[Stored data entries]
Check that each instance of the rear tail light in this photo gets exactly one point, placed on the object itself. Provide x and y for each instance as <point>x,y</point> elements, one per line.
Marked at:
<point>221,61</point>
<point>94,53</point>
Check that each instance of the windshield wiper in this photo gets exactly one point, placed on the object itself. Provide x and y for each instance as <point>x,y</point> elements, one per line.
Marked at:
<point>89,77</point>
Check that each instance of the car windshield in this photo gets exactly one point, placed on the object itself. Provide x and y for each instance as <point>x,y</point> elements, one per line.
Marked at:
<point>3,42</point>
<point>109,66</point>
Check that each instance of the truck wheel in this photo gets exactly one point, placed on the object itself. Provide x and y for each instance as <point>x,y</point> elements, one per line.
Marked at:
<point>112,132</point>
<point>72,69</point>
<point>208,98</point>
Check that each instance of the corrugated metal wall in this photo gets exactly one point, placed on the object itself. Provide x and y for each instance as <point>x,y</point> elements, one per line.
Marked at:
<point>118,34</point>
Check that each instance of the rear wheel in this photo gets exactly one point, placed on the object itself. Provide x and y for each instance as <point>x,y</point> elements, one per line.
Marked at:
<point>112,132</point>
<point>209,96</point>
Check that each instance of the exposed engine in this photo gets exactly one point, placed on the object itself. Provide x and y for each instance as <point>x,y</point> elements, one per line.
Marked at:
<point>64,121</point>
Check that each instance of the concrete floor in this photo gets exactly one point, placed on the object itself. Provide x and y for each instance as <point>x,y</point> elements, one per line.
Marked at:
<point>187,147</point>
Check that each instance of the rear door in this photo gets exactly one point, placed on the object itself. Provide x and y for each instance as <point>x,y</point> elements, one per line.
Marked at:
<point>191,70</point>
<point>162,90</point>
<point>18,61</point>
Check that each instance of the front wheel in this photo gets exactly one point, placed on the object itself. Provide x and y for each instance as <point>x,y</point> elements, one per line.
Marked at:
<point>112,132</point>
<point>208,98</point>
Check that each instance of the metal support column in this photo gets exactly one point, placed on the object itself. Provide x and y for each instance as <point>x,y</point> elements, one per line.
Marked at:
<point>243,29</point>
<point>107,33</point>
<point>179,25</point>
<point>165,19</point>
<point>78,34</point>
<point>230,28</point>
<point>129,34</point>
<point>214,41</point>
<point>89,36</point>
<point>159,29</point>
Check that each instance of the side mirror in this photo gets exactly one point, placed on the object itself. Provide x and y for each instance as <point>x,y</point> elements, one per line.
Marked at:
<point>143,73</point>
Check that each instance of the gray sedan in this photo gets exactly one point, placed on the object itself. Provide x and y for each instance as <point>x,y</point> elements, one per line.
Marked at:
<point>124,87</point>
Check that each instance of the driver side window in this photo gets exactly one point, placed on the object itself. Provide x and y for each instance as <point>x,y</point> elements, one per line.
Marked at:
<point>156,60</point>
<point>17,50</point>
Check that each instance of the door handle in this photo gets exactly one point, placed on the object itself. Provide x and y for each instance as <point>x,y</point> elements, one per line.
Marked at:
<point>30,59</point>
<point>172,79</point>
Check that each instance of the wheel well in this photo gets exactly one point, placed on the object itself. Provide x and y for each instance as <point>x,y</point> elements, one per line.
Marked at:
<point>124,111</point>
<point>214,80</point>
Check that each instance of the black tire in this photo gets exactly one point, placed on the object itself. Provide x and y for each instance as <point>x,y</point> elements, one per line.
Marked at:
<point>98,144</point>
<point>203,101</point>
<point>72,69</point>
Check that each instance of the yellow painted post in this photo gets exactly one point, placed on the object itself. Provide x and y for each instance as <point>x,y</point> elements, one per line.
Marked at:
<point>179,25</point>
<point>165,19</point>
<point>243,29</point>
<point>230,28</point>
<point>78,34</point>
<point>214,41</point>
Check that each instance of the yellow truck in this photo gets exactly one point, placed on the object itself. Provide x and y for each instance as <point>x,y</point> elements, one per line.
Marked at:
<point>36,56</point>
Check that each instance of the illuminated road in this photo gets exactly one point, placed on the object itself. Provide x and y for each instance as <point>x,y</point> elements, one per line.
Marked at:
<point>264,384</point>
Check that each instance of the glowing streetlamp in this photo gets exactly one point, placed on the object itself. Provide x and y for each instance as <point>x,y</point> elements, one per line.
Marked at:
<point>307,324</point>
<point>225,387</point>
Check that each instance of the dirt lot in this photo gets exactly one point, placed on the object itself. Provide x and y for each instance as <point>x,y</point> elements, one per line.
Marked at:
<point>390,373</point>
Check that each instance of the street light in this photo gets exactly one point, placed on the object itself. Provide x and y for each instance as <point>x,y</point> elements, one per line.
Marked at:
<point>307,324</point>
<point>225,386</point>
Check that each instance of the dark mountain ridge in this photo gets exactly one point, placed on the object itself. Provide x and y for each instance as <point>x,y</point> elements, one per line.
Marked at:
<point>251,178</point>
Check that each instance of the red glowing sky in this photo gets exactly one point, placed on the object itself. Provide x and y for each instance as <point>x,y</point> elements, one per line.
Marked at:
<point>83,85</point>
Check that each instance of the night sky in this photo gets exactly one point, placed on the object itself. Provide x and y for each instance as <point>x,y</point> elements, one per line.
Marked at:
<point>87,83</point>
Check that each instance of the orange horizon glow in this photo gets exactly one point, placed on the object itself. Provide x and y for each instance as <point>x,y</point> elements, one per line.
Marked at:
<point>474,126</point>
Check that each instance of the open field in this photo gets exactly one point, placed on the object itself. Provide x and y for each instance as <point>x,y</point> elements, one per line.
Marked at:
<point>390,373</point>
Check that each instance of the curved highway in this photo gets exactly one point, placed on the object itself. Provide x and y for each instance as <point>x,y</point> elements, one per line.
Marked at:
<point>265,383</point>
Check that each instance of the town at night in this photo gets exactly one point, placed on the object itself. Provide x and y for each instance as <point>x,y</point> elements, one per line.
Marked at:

## Exercise description
Print all of the lines above so that each one matches its original exactly.

## Solution
Check that each instance of the rear tail light in this photo gets exactly one point, placed on the object itself. Provide x and y for each instance as <point>x,y</point> elements, one per line.
Marked at:
<point>221,61</point>
<point>94,53</point>
Check that each instance of the windshield wiper in this photo gets exactly one point, placed on the object itself. Provide x and y for each instance as <point>x,y</point> elements, one per line.
Marked at:
<point>89,77</point>
Check that each instance of the car windshield in this photo gets exactly one point, placed on the object itself. Provide x and y for each instance as <point>x,y</point> elements, one per line.
Marked at:
<point>3,42</point>
<point>109,66</point>
Check that each instance of the truck wheel in this photo gets exactly one point, placed on the object itself. Provide x and y for each instance as <point>x,y</point> elements, one per line.
Marked at:
<point>112,132</point>
<point>72,69</point>
<point>208,98</point>
Check that each instance of the corrugated metal wall in this photo gets exactly one point, placed on the object itself. Provide x and y for each instance as <point>x,y</point> elements, one per line.
Marked at:
<point>118,34</point>
Check that each instance of the rear wheel in this photo gets exactly one point, placed on the object itself. Provide x and y for each instance as <point>x,y</point> elements, one per line.
Marked at:
<point>112,132</point>
<point>209,96</point>
Check that each instance of the exposed engine in this photo gets exactly one point, placed on the object itself. Provide x and y for each instance as <point>x,y</point> elements, one per line.
Marked at:
<point>64,121</point>
Check that each instance of the concrete floor in this photo gets exactly one point, placed on the object itself. Provide x and y for each instance as <point>x,y</point> elements, one per line.
Marked at:
<point>187,147</point>
Check that each instance of the rear door in this photo gets exactly one point, placed on the object itself. Provide x and y for each instance as <point>x,y</point> elements, one per line.
Marked at:
<point>191,70</point>
<point>162,90</point>
<point>18,61</point>
Check that each instance of the front wheel in this photo gets exactly one point, placed on the object itself. Provide x and y for each instance as <point>x,y</point> elements, one per line.
Marked at:
<point>112,132</point>
<point>208,98</point>
Check that each instance of the metal support column in this photo gets exactly one point, placed on the object itself. Provide x and y for each instance as <point>x,y</point> elements, one per line.
Marked at:
<point>243,29</point>
<point>107,33</point>
<point>179,25</point>
<point>165,19</point>
<point>78,34</point>
<point>230,28</point>
<point>129,34</point>
<point>214,41</point>
<point>89,36</point>
<point>159,29</point>
Check that each instance of the side mirror in this photo gets exactly one point, placed on the object itself. Provide x and y for each instance as <point>x,y</point> elements, one per line.
Marked at:
<point>143,73</point>
Check that each instance of the gray sedan in this photo gets exactly one point, placed on the object itself. Provide x and y for each instance as <point>x,y</point> elements, one per line.
Marked at:
<point>124,87</point>
Check that each instance of the driver side window in this photo gets exactly one point, placed on the object itself. Provide x and y for each instance as <point>x,y</point> elements, one per line.
Marked at:
<point>156,60</point>
<point>17,50</point>
Check that each instance of the door handle in this photo gets exactly one point, placed on the object itself. Provide x and y for each instance as <point>x,y</point> elements, one per line.
Marked at:
<point>30,59</point>
<point>172,79</point>
Check that each instance of the wheel well in this photo gets exactly one point, placed on the object itself. Provide x and y for each instance as <point>x,y</point> elements, one per line.
Marked at:
<point>124,111</point>
<point>214,80</point>
Check that each instance of the black tire in this photo gets exactly one point, placed on the object itself. Provide x and y for each instance as <point>x,y</point> elements, one per line.
Marked at:
<point>98,144</point>
<point>203,101</point>
<point>72,69</point>
Check that each instance of the yellow painted post in this photo gets exactly one point, placed on the object itself. Provide x and y for each instance as <point>x,y</point> elements, one per line.
Marked at:
<point>179,25</point>
<point>165,19</point>
<point>243,29</point>
<point>230,28</point>
<point>78,34</point>
<point>214,41</point>
Check that each instance of the yellow truck in this photo gets exactly one point, placed on the object itself. Provide x and y for each instance as <point>x,y</point> elements, one per line.
Marked at:
<point>36,56</point>
Check that each instance of the illuminated road in this photo gets exactly one point, placed on the object itself. Provide x and y for each instance as <point>x,y</point> elements, one per line.
Marked at:
<point>264,384</point>
Check that each instance of the glowing streetlamp in this photo gets exactly one point, placed on the object itself. Provide x and y for each instance as <point>x,y</point> elements, one per line.
Marked at:
<point>307,324</point>
<point>225,387</point>
Check that each instance of the dirt lot in this photo gets exactly one point, placed on the object itself. Provide x and y for each instance as <point>x,y</point> elements, one per line.
Marked at:
<point>390,373</point>
Check that each instance of the street light in this photo gets exactly one point, placed on the object itself. Provide x and y for each instance as <point>x,y</point> elements, one per line.
Marked at:
<point>307,324</point>
<point>225,386</point>
Check that each instance of the dark mountain ridge in this photo gets exactly one point, placed on the object itself. Provide x and y for each instance as <point>x,y</point> elements, one per line.
Marked at:
<point>251,178</point>
Check that each instance of the red glowing sky in this photo gets exactly one point, placed on the object itself. Provide x and y for each instance as <point>x,y</point> elements, one per line.
Marked at:
<point>83,85</point>
Check that each instance of the night sky in this photo gets exactly one point, placed on the object itself. Provide x and y for each instance as <point>x,y</point> elements, one per line.
Marked at:
<point>87,83</point>
Check that each instance of the orange horizon glow in this photo gets exactly one point, placed on the object itself. Provide x and y for each instance as <point>x,y</point> elements, one per line.
Marked at:
<point>474,126</point>
Check that each instance of the open field in this photo gets exactly one point, placed on the object itself. Provide x and y for each instance as <point>x,y</point> elements, one per line.
Marked at:
<point>390,373</point>
Check that each instance of the curved highway in this photo gets exactly one point, placed on the object itself. Provide x and y for each instance as <point>x,y</point> elements, one per line.
Marked at:
<point>265,383</point>
Check that each instance of the town at night in this photo gets exactly one point, placed on the object itself. Provide x and y for each instance as <point>x,y</point> elements, one per line.
Marked at:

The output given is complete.